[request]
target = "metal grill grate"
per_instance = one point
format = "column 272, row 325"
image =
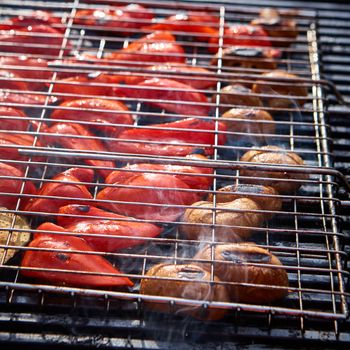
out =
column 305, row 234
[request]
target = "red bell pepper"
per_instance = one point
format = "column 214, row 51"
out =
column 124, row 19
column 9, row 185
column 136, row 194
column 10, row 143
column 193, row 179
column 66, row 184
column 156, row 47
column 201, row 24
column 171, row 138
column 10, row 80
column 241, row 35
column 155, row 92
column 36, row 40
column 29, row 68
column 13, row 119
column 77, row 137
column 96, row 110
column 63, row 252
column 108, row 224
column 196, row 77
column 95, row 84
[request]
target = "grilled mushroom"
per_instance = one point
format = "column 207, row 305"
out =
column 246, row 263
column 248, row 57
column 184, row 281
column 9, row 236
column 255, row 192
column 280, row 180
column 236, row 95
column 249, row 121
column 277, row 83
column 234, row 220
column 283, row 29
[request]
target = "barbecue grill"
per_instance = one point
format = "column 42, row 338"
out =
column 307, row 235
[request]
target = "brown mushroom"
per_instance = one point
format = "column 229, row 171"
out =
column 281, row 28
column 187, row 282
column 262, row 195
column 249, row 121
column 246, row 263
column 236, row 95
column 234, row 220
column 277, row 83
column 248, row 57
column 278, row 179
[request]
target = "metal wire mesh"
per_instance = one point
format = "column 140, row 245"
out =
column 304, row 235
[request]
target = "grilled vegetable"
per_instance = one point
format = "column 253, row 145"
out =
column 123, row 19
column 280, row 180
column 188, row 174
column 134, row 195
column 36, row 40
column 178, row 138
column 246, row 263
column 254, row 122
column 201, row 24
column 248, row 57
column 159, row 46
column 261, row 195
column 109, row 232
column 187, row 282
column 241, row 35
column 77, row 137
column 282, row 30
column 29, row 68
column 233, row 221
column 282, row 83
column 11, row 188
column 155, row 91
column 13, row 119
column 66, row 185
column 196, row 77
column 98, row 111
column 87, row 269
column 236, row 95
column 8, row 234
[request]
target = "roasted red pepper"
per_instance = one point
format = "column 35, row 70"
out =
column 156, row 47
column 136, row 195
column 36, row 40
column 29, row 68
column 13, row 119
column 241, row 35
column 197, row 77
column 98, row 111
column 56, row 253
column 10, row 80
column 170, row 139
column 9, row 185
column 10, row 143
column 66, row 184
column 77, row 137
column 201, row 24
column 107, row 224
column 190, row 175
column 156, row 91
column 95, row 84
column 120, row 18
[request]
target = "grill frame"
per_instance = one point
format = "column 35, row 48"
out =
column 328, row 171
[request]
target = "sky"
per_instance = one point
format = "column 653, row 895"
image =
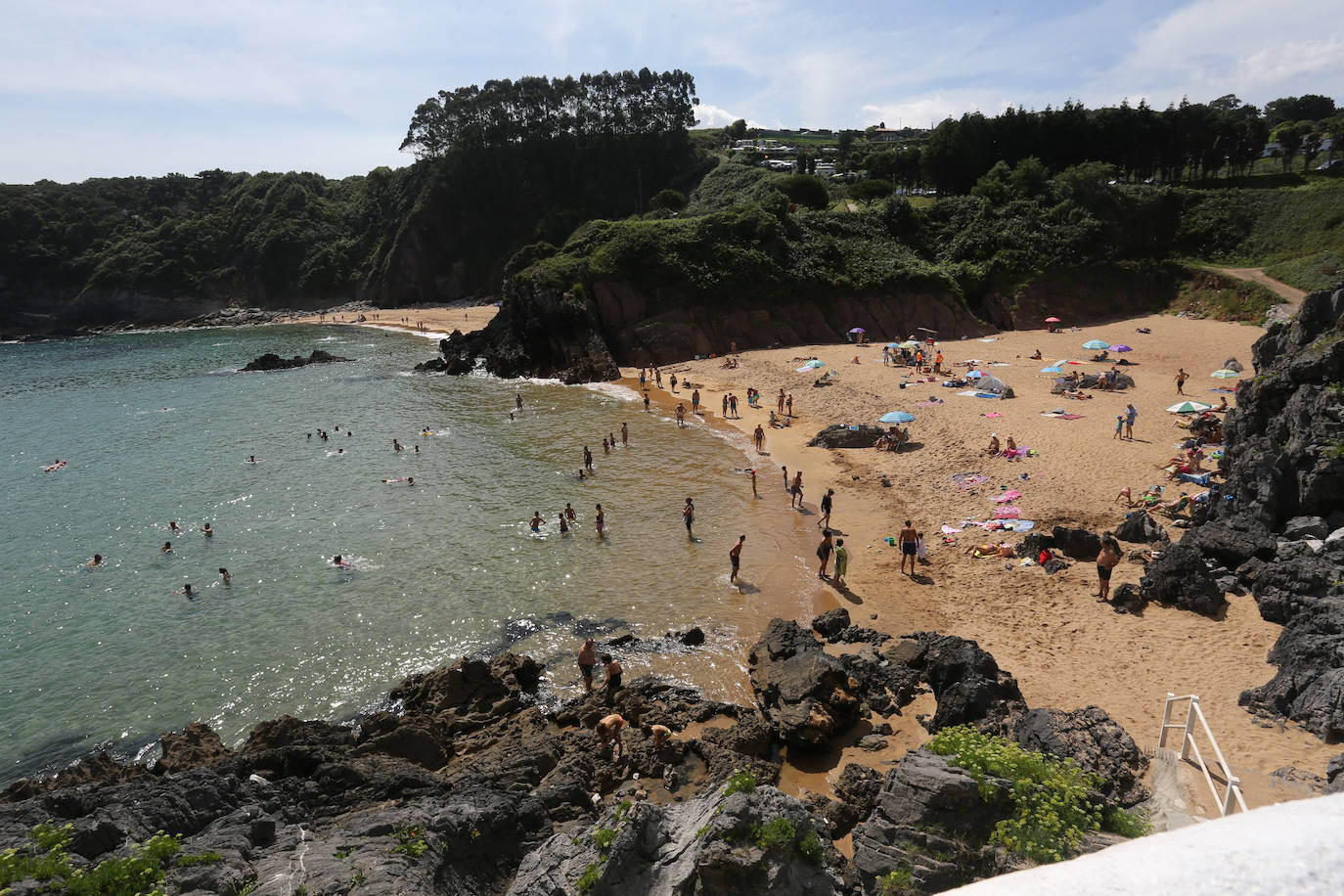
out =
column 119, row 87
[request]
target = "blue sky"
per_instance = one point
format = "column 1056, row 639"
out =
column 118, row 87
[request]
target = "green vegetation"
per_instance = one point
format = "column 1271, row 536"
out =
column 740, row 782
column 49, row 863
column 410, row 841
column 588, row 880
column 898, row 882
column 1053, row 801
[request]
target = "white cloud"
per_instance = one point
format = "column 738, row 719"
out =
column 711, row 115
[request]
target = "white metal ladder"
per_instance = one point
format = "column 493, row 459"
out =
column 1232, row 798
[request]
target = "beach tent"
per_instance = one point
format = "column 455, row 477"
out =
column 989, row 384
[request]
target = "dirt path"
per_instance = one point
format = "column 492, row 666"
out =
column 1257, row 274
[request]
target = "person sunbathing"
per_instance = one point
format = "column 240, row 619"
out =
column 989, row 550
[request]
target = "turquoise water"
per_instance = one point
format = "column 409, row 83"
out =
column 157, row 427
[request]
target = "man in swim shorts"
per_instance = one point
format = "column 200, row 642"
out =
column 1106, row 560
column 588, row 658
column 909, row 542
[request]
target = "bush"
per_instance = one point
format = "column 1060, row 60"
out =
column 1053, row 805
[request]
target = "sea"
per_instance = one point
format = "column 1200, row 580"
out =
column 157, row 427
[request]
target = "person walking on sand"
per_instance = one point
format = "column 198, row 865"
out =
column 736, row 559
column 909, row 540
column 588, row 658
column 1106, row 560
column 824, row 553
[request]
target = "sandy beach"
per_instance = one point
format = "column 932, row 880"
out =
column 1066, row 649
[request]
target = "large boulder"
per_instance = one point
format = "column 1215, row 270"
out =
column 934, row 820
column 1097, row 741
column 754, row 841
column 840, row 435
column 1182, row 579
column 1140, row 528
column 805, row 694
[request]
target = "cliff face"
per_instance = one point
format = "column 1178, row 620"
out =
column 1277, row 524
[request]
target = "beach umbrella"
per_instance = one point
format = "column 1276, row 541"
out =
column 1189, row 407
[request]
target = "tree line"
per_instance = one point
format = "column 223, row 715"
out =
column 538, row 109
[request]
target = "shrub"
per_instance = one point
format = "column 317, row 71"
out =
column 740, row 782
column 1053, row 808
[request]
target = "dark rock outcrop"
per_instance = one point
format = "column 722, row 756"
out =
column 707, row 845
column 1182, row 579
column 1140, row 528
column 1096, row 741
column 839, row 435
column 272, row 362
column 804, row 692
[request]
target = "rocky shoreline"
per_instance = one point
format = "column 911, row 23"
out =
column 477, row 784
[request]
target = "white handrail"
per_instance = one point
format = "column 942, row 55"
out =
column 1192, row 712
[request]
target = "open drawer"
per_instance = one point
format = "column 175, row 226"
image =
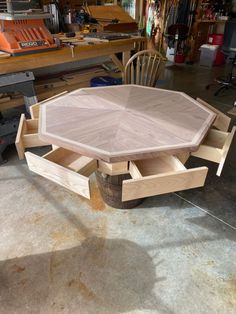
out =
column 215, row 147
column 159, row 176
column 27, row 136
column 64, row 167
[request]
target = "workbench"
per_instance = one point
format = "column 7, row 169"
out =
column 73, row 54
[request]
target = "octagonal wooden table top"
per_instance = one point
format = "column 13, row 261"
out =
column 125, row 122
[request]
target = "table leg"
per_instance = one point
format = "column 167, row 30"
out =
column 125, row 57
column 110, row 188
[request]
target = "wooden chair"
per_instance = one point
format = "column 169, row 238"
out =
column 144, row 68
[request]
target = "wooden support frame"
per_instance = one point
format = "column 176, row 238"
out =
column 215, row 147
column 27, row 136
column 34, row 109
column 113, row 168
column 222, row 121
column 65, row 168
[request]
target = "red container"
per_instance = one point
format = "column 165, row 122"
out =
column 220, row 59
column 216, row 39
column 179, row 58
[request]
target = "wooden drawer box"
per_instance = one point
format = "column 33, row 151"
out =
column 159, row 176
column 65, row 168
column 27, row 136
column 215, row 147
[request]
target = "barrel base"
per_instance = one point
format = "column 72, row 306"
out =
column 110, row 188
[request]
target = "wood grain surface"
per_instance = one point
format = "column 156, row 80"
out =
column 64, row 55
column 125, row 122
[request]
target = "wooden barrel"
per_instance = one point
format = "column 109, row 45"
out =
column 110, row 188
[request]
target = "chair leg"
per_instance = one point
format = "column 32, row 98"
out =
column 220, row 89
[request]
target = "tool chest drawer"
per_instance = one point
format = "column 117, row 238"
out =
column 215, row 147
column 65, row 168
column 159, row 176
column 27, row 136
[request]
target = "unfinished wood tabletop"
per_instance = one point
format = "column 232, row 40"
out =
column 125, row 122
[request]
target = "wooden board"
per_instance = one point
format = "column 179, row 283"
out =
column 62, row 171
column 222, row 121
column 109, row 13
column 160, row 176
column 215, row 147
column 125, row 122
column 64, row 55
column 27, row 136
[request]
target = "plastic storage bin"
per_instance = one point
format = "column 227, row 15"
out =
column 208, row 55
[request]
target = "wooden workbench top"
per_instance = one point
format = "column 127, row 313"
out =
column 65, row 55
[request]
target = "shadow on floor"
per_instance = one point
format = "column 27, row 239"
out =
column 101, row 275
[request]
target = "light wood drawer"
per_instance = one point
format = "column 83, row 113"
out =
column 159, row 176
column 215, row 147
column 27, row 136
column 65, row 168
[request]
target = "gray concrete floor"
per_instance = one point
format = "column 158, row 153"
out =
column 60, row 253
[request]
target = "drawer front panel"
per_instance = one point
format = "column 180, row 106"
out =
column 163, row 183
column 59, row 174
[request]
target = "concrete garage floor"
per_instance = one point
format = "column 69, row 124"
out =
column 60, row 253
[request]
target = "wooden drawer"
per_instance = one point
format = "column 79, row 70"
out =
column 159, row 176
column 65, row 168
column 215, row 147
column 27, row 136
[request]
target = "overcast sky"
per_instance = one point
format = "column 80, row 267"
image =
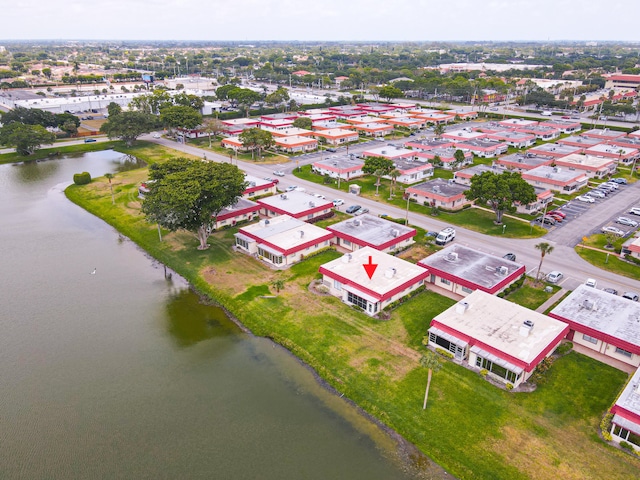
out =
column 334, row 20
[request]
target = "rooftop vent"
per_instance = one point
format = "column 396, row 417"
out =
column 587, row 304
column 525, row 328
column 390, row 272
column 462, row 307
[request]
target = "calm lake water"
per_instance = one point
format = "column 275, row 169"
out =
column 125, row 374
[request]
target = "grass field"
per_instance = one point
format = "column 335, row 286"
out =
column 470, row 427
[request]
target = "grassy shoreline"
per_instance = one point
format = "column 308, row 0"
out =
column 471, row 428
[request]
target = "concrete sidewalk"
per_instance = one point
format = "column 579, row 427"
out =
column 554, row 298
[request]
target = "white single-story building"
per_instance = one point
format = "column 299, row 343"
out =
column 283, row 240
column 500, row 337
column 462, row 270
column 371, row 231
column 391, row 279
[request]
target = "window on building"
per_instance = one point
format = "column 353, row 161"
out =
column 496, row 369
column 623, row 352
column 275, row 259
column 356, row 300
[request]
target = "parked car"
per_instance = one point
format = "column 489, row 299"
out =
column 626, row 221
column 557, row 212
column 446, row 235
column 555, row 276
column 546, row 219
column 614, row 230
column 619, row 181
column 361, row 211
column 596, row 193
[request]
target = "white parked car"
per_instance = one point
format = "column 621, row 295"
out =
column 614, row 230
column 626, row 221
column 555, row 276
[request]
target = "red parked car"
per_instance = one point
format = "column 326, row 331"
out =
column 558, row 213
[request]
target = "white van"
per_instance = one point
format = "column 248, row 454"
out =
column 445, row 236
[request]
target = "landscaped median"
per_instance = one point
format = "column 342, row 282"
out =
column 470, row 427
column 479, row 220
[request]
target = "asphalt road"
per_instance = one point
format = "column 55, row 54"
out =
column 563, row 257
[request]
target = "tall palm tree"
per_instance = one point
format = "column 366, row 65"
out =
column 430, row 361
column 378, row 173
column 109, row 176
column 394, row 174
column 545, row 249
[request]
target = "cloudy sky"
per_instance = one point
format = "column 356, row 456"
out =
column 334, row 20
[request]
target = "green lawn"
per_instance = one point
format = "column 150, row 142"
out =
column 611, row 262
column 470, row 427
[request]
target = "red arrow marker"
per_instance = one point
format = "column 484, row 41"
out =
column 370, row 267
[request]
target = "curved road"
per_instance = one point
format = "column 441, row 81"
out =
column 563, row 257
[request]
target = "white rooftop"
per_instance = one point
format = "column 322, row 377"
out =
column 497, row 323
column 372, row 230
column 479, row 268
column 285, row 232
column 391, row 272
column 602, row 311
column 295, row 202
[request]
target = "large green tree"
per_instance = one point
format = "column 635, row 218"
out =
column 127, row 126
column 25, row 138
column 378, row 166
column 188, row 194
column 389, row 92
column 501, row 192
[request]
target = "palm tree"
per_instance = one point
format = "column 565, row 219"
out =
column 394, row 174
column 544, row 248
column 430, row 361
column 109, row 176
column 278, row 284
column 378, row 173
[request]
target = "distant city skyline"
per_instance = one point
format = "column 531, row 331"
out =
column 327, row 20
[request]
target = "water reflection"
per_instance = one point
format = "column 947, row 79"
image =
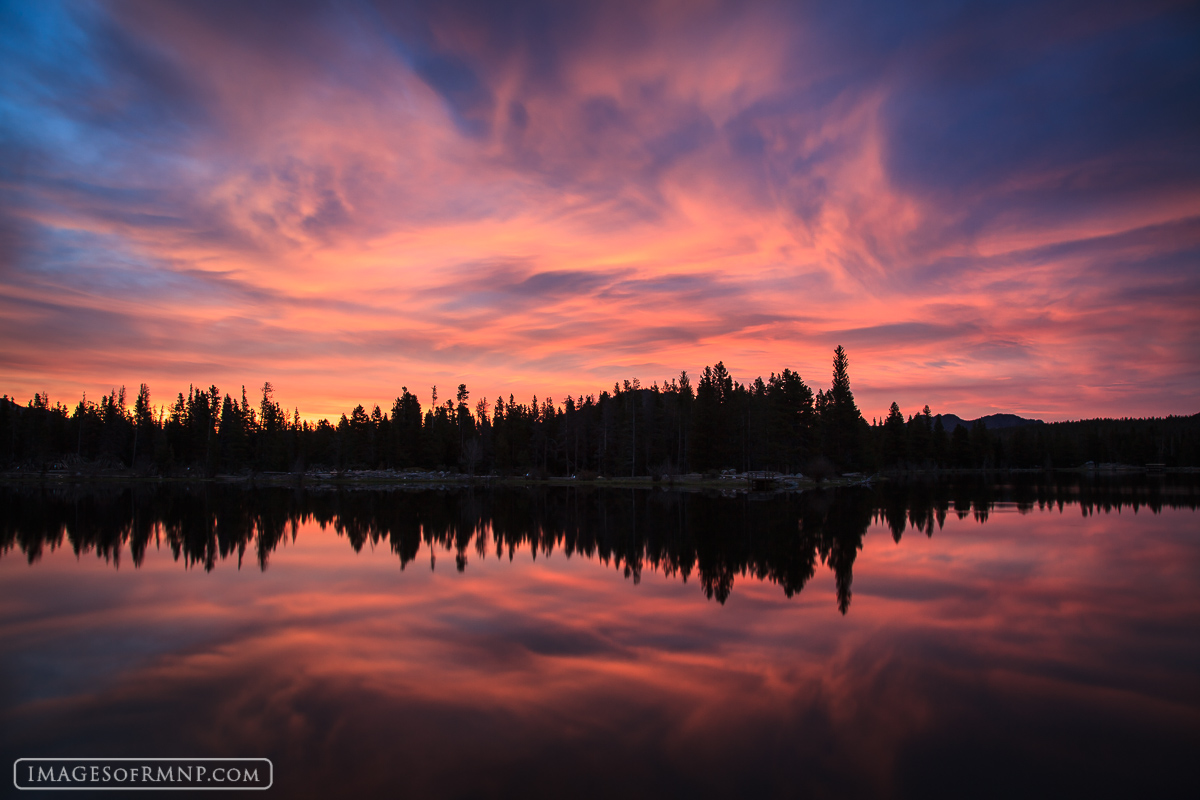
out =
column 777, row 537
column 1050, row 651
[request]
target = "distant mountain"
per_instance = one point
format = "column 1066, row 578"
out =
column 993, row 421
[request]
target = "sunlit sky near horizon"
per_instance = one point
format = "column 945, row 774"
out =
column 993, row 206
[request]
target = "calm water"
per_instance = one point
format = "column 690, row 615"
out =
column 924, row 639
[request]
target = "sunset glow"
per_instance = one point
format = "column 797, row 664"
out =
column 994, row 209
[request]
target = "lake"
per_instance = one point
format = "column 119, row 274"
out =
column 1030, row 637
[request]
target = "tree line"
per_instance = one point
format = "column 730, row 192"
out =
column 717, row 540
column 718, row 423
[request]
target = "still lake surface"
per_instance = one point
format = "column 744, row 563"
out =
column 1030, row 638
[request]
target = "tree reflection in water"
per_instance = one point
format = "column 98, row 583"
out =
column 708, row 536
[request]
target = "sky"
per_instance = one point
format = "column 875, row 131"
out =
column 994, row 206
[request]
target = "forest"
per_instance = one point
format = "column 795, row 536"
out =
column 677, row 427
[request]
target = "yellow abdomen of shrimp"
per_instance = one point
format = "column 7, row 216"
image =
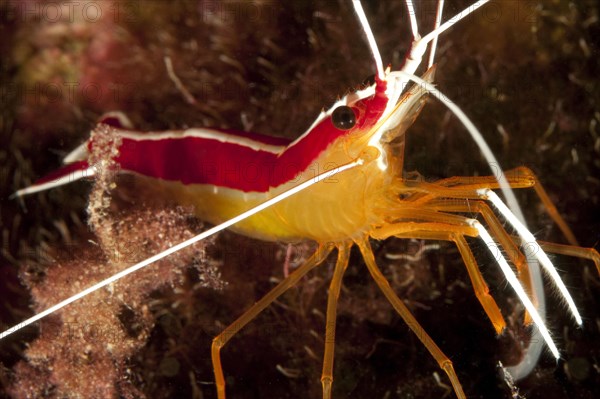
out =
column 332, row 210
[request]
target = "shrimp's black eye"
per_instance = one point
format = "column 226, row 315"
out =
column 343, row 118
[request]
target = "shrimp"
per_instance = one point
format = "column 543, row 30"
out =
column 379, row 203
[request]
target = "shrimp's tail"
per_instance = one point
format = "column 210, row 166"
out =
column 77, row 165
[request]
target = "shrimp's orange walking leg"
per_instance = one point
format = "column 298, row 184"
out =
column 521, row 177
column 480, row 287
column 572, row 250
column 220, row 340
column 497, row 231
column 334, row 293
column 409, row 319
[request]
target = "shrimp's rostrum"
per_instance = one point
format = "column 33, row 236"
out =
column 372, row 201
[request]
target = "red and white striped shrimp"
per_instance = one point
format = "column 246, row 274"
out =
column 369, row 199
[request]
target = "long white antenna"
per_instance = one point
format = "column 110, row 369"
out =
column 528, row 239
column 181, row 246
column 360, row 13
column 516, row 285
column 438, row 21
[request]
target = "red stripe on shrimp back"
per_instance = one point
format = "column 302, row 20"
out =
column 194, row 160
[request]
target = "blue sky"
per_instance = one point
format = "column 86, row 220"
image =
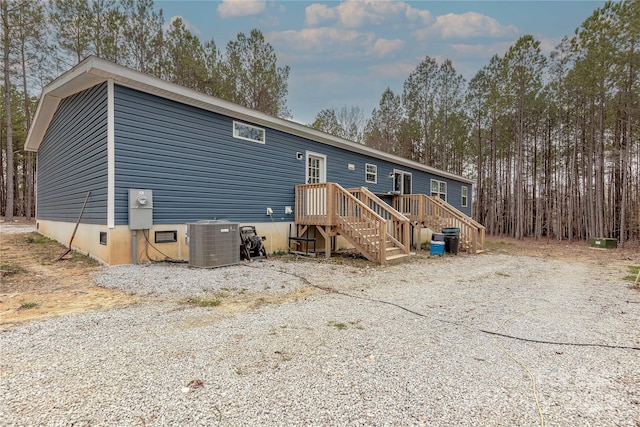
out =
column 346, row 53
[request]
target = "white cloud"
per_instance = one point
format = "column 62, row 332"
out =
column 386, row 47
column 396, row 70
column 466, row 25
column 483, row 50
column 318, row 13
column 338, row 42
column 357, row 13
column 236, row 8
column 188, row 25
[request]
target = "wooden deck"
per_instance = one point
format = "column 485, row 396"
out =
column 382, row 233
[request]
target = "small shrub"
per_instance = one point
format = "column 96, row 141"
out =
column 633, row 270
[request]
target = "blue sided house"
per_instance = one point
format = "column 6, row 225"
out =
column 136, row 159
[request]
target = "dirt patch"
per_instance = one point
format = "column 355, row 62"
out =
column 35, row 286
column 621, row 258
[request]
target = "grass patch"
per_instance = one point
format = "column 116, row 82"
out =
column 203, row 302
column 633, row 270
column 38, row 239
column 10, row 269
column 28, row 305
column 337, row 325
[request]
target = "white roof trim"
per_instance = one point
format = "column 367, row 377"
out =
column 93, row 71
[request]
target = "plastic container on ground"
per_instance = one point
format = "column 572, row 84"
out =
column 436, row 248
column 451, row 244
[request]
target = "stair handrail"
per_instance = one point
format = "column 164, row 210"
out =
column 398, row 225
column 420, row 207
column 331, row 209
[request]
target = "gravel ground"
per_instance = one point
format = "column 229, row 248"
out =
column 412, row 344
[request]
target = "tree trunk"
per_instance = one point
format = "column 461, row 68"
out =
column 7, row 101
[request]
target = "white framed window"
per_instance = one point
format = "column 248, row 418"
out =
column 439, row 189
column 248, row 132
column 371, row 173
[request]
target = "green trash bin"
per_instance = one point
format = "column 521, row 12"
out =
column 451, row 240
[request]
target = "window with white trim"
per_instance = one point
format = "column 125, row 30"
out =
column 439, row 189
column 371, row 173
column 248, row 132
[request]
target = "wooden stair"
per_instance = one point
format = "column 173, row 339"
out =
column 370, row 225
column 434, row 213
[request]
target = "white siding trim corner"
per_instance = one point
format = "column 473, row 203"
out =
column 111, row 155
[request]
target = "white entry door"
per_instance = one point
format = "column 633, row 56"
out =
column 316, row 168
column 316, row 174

____________

* [Try it]
With "lake" as the word to match, copy each line of the records that has it.

* [Task output]
target = "calm lake water"
target = "lake"
target = "still lake surface"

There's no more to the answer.